## 課題
ビジネスパーソンの情報収集力を論じた本文を、初めから終わりまで一字一句たがえずに書き写しなさい。

## 本文
/---

ビジネスパーソンの情報収集力

私はマーケティングリサーチを専門としており、
『営業はリサーチが9割!』なんて本も書いております。

それで、常日頃、リサーチの仕事をしていて
つくづく思うことがあります。

それは、必要な情報を効率的に収集することは当然。

もっと重要なことは、収集した情報をいかにうまく加工し、
価値ある情報に仕立て上げるか、という点です。

つまり、

「情報を集め、分析した結果はこの通りです」

というレベルで終わるのではだめなのです。

さらに踏み込んで、

・分析した結果がどんな深い意味を持ちえるのか

・また、その情報を元にして、今後の戦略展開においては、
 どんな意思決定の選択肢があるのか

を示せるのが理想であり、目標とすべきところでしょう。


ボストンコンサルティンググループの北沢真紀夫氏は、

「ビジネスパーソンに求められる情報収集力には2段階ある」

と述べています。(日経産業新聞2011/01/05)

すなわち、以下の2段階です。

1.目的に合致した情報を集めることができるかどうか
2.集めた情報に付加価値をつけられるかどうか

第1段階では、情報収集の「設計力」が重要ですね。
的確な仮説設定、そして仮説検証に必要な情報の見極め
が求められます。

一方、第2段階では、
収集した情報の「解釈力」が必要になってきます。


情報を解釈するというのは、
情報から多様な「意味」を抽出することと言えます。

そして、どんな意味が抽出できるかは、
解釈を行なう人の「脳力」次第です。

ここで「脳力」というちょっと広い表現を使ったのは、
以下のような複数の能力が含まれているからです。

\---

## 提供資料
/---

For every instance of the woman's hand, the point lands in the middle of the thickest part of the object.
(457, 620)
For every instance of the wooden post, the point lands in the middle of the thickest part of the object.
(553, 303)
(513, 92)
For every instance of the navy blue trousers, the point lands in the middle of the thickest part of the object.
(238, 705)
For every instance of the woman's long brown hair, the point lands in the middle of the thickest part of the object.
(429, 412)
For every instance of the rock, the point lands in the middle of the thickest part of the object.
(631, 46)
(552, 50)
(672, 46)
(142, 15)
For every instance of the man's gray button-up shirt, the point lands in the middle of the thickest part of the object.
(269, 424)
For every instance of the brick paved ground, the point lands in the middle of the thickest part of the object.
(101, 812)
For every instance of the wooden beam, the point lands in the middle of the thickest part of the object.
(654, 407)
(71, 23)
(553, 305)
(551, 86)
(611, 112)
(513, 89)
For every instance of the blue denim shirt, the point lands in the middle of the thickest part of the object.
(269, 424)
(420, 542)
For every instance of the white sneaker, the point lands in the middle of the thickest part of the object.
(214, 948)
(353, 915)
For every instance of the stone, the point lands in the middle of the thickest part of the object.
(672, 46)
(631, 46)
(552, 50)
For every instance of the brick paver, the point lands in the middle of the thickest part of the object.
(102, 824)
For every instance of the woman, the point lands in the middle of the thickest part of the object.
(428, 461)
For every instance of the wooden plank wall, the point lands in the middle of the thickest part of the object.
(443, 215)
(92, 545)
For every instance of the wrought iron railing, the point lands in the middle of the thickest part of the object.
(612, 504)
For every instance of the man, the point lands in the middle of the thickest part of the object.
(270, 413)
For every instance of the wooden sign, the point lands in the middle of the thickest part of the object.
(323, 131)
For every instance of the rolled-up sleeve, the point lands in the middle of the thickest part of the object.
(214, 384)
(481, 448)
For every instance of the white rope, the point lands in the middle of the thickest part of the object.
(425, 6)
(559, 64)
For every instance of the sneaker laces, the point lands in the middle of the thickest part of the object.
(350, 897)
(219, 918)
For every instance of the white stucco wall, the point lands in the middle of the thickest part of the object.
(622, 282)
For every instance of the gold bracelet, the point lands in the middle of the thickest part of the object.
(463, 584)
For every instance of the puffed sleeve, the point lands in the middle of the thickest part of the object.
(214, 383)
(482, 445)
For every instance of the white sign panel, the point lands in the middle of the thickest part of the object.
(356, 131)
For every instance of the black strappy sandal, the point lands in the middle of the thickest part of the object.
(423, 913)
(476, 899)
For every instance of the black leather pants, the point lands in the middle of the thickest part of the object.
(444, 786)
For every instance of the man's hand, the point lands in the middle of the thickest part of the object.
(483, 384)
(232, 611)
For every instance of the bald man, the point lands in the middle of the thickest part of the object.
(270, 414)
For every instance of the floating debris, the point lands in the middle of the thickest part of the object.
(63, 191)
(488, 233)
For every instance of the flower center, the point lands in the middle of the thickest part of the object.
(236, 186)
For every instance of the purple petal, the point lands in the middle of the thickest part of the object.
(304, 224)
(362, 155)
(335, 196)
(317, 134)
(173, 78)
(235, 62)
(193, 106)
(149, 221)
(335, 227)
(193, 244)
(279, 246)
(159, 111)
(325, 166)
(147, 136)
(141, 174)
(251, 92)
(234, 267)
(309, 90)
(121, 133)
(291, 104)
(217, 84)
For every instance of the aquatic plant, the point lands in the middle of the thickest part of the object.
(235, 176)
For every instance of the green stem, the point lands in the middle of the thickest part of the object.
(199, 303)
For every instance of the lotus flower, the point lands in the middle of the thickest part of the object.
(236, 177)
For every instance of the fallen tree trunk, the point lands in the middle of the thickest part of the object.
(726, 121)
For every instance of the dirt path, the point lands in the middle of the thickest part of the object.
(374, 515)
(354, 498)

\---

## 解答例
ビジネスパーソンの情報収集力

私はマーケティングリサーチを専門としており、
『営業はリサーチが9割!』なんて本も書いております。

それで、常日頃、リサーチの仕事をしていて
つくづく思うことがあります。

それは、必要な情報を効率的に収集することは当然。

もっと重要なことは、収集した情報をいかにうまく加工し、
価値ある情報に仕立て上げるか、という点です。

つまり、

「情報を集め、分析した結果はこの通りです」

というレベルで終わるのではだめなのです。

さらに踏み込んで、

・分析した結果がどんな深い意味を持ちえるのか

・また、その情報を元にして、今後の戦略展開においては、
 どんな意思決定の選択肢があるのか

を示せるのが理想であり、目標とすべきところでしょう。


ボストンコンサルティンググループの北沢真紀夫氏は、

「ビジネスパーソンに求められる情報収集力には2段階ある」

と述べています。(日経産業新聞2011/01/05)

すなわち、以下の2段階です。

1.目的に合致した情報を集めることができるかどうか
2.集めた情報に付加価値をつけられるかどうか

第1段階では、情報収集の「設計力」が重要ですね。
的確な仮説設定、そして仮説検証に必要な情報の見極め
が求められます。

一方、第2段階では、
収集した情報の「解釈力」が必要になってきます。


情報を解釈するというのは、
情報から多様な「意味」を抽出することと言えます。

そして、どんな意味が抽出できるかは、
解釈を行なう人の「脳力」次第です。

ここで「脳力」というちょっと広い表現を使ったのは、
以下のような複数の能力が含まれているからです。